Copy the lines of the records below from the one containing "Would you mind pinning the wall" through the end of the records, replacing "lamp" with "light" and leaving everything else unchanged.

* Dataset excerpts *
• • • • • • •
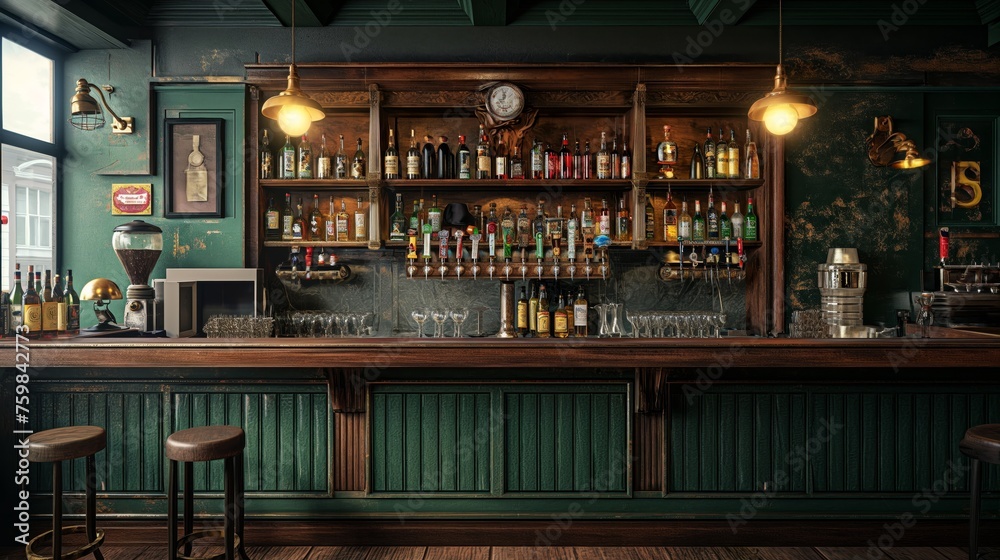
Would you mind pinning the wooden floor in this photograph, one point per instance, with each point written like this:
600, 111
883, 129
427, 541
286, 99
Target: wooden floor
547, 553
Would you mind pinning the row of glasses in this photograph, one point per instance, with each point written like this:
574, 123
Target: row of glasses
676, 324
318, 324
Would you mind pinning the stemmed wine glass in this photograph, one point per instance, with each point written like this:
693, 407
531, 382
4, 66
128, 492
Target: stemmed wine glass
420, 316
458, 317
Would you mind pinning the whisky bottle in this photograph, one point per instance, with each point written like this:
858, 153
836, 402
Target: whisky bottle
266, 158
698, 223
359, 163
391, 166
288, 159
397, 222
413, 158
360, 223
272, 221
305, 158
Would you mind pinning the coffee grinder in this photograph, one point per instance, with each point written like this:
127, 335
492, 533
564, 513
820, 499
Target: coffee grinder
138, 246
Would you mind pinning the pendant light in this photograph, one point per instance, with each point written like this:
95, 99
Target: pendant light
781, 110
294, 110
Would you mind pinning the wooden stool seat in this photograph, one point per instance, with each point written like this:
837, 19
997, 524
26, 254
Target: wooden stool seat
982, 443
63, 444
206, 443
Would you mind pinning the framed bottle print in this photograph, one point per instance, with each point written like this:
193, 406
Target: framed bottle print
193, 161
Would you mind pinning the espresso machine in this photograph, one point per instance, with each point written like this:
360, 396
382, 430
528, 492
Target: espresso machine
138, 245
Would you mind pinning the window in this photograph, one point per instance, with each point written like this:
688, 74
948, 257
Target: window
28, 163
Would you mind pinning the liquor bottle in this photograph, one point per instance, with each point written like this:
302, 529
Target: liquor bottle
266, 158
343, 222
684, 223
626, 165
305, 158
711, 219
31, 308
560, 322
516, 164
17, 300
666, 151
397, 222
616, 160
360, 222
523, 228
734, 156
446, 161
501, 160
72, 305
358, 164
316, 228
484, 156
299, 223
623, 222
428, 159
751, 221
434, 217
50, 308
391, 166
650, 218
565, 159
464, 159
340, 161
287, 217
543, 323
604, 222
533, 309
725, 224
698, 223
752, 168
537, 160
413, 158
522, 314
323, 168
551, 163
721, 158
697, 163
737, 221
580, 309
709, 155
604, 159
288, 159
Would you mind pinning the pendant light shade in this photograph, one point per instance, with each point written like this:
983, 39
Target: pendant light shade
294, 110
780, 109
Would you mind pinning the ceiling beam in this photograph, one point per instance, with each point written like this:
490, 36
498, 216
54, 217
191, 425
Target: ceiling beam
728, 12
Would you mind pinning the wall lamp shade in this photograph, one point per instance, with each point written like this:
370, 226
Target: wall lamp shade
780, 109
86, 114
294, 110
• • • • • • •
* Worked solution *
Would you mind pinning the wall light shade in this photograph, one point per instance, with each point written like this:
370, 226
Target: wall light shade
780, 109
86, 114
294, 110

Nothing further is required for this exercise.